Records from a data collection
┌────────

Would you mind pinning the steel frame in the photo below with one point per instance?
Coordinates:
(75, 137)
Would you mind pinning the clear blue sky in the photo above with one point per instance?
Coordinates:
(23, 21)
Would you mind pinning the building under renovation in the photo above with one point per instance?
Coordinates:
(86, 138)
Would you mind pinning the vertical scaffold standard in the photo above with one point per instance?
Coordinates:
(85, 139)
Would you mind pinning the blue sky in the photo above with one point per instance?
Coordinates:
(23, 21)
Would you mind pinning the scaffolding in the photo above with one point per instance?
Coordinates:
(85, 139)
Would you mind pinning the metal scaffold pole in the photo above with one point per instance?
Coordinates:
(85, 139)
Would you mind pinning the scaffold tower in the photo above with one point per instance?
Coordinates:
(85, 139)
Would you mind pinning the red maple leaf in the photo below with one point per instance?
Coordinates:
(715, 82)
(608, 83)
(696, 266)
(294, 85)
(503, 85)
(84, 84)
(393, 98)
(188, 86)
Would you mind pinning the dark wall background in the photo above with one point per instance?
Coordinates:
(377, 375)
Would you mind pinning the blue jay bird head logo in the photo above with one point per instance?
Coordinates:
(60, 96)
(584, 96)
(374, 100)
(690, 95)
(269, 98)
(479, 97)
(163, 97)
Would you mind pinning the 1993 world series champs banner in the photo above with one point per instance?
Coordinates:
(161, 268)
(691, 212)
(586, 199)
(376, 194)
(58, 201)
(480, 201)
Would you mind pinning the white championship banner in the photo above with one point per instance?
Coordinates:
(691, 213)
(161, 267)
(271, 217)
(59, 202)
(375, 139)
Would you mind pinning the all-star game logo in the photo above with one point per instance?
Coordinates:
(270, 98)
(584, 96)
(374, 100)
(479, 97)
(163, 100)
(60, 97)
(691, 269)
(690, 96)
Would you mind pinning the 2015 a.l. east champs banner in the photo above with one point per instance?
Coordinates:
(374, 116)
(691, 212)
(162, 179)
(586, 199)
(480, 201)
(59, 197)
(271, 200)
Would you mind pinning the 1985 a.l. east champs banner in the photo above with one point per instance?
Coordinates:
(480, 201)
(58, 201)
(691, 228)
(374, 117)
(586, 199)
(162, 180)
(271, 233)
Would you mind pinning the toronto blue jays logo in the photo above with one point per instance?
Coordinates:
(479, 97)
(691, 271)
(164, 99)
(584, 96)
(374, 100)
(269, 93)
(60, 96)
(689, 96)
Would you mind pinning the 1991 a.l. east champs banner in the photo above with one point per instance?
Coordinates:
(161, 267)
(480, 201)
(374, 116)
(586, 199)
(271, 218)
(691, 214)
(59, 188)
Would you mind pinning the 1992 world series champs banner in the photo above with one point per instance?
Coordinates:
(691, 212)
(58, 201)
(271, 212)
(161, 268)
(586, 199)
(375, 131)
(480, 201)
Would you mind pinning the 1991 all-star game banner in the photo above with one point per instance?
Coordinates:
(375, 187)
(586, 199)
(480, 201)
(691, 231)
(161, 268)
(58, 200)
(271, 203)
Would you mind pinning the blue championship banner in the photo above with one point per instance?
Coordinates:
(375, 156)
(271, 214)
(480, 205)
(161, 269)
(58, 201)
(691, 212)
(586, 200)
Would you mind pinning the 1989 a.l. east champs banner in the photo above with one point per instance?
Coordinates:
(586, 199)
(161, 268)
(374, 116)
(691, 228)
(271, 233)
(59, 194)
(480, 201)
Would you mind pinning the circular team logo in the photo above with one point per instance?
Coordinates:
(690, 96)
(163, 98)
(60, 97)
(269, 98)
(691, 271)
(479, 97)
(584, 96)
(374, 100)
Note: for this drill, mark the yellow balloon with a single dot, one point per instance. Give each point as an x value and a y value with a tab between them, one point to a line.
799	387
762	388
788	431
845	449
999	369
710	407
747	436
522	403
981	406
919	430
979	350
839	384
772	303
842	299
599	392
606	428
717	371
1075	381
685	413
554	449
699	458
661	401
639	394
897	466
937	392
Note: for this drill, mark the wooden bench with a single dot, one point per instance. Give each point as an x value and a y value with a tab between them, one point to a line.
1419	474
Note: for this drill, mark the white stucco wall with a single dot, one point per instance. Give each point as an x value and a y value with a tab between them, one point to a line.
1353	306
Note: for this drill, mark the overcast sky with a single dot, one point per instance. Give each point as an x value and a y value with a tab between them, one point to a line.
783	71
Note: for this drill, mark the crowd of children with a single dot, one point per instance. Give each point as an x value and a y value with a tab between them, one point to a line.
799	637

└────────

> What you need to do
Word for word, restate all of the data shown above.

> Response to this exercise
Would you mind pinning the steel frame in the photo below with one point per instance?
Coordinates:
(75, 137)
Would you mind pinning the clear blue sky in the photo above with one point per instance?
Coordinates:
(23, 21)
Would you mind pinning the building under renovation in the photo above with one point per instance?
Coordinates:
(86, 138)
Would you mind pinning the vertical scaffold standard in the photo above with one point per instance?
Coordinates:
(85, 139)
Would you mind pinning the blue sky in the photo above with one point per instance?
Coordinates:
(23, 21)
Would you mind pinning the scaffolding in the photo above with one point per instance?
Coordinates:
(85, 139)
Would you mind pinning the metal scaffold pole in the photo above with one point per instance?
Coordinates:
(85, 139)
Would you mind pinning the scaffold tower in the photo above with one point per instance?
Coordinates:
(85, 139)
Would you mind pinning the red maple leaf in the photo below with one point per instance?
Coordinates:
(715, 82)
(608, 83)
(696, 266)
(294, 85)
(503, 85)
(84, 84)
(393, 98)
(188, 86)
Would you mind pinning the dark wall background in the photo above with one point per instance?
Coordinates:
(377, 375)
Would you mind pinning the blue jay bird head logo in the photo above with one point per instance?
Coordinates:
(60, 96)
(584, 96)
(374, 100)
(690, 95)
(269, 98)
(479, 97)
(163, 97)
Would you mind pinning the 1993 world series champs banner in the photo above with one point per instance?
Coordinates:
(161, 268)
(691, 212)
(586, 199)
(376, 194)
(58, 201)
(480, 201)
Would you mind pinning the white championship banner in the photo above with one point per instance?
Coordinates:
(691, 213)
(161, 267)
(271, 217)
(59, 202)
(375, 139)
Would you mind pinning the all-star game logo in the photo above with one point per instance?
Coordinates:
(270, 98)
(584, 96)
(374, 100)
(479, 97)
(163, 100)
(60, 97)
(691, 269)
(690, 96)
Would you mind pinning the 2015 a.l. east champs banner in the photo above with one point per instance?
Coordinates:
(374, 116)
(691, 212)
(162, 179)
(586, 199)
(480, 201)
(59, 197)
(271, 200)
Would you mind pinning the 1985 a.l. east champs banner in the photo above with one point per instance?
Coordinates:
(480, 201)
(58, 201)
(691, 228)
(374, 117)
(586, 199)
(162, 180)
(271, 233)
Would you mind pinning the toronto blue jays logo in the photo above with one point per instance?
Coordinates:
(479, 97)
(691, 271)
(164, 99)
(584, 96)
(374, 100)
(269, 93)
(60, 96)
(689, 96)
Would you mind pinning the 1991 a.l. east champs banner in the photo above with one point per instance?
Coordinates:
(161, 267)
(480, 201)
(374, 116)
(586, 199)
(271, 218)
(691, 214)
(59, 188)
Would you mind pinning the 1992 world series champs banner in the photo above with one point per instance?
Coordinates:
(691, 212)
(58, 201)
(271, 212)
(161, 268)
(586, 199)
(375, 131)
(480, 201)
Would you mind pinning the 1991 all-star game banner in the photo above with one point per instance?
Coordinates:
(375, 187)
(586, 199)
(480, 201)
(691, 231)
(161, 268)
(58, 200)
(271, 203)
Would you mind pinning the blue championship banner in the photo above with one point per instance?
Coordinates:
(375, 156)
(271, 214)
(480, 205)
(161, 269)
(58, 201)
(691, 212)
(586, 200)
Would you mind pinning the 1989 a.l. east champs banner in the photo above with one point per instance?
Coordinates:
(586, 199)
(161, 268)
(374, 116)
(691, 228)
(271, 233)
(59, 194)
(480, 201)
Would you mind pinning the circular team logo in the photo above with one point per instance?
Coordinates:
(690, 96)
(163, 98)
(60, 97)
(269, 98)
(691, 271)
(479, 97)
(584, 96)
(374, 100)
Note: for this drill, mark the yellow balloon with a single dot, one point per instance. Give each point as an x value and a y value with a tab between them, one point to a line.
799	387
762	388
788	431
845	449
999	369
710	407
747	436
522	403
981	406
919	430
979	350
839	384
772	303
842	299
599	392
606	428
717	371
1075	381
685	413
554	449
699	458
661	401
639	394
897	466
937	392
Note: for this drill, mark the wooden bench with a single dot, one point per instance. Give each point as an x value and a y value with a tab between them, one point to a line.
1419	474
Note: for this drill, mark the white stucco wall with a single dot, one point per instance. Give each point as an x value and a y value with a tab between them, one point to a line.
1353	306
Note: for this drill, mark the overcast sky with a single dot, one point per instance. Give each point as an x value and a y value with a tab between them, one point to a line.
783	71
Note: for this drill, mark the crowd of children with a single dot, one point per instance. Give each point as an x value and a y value with a tab between them, one point to a line.
799	637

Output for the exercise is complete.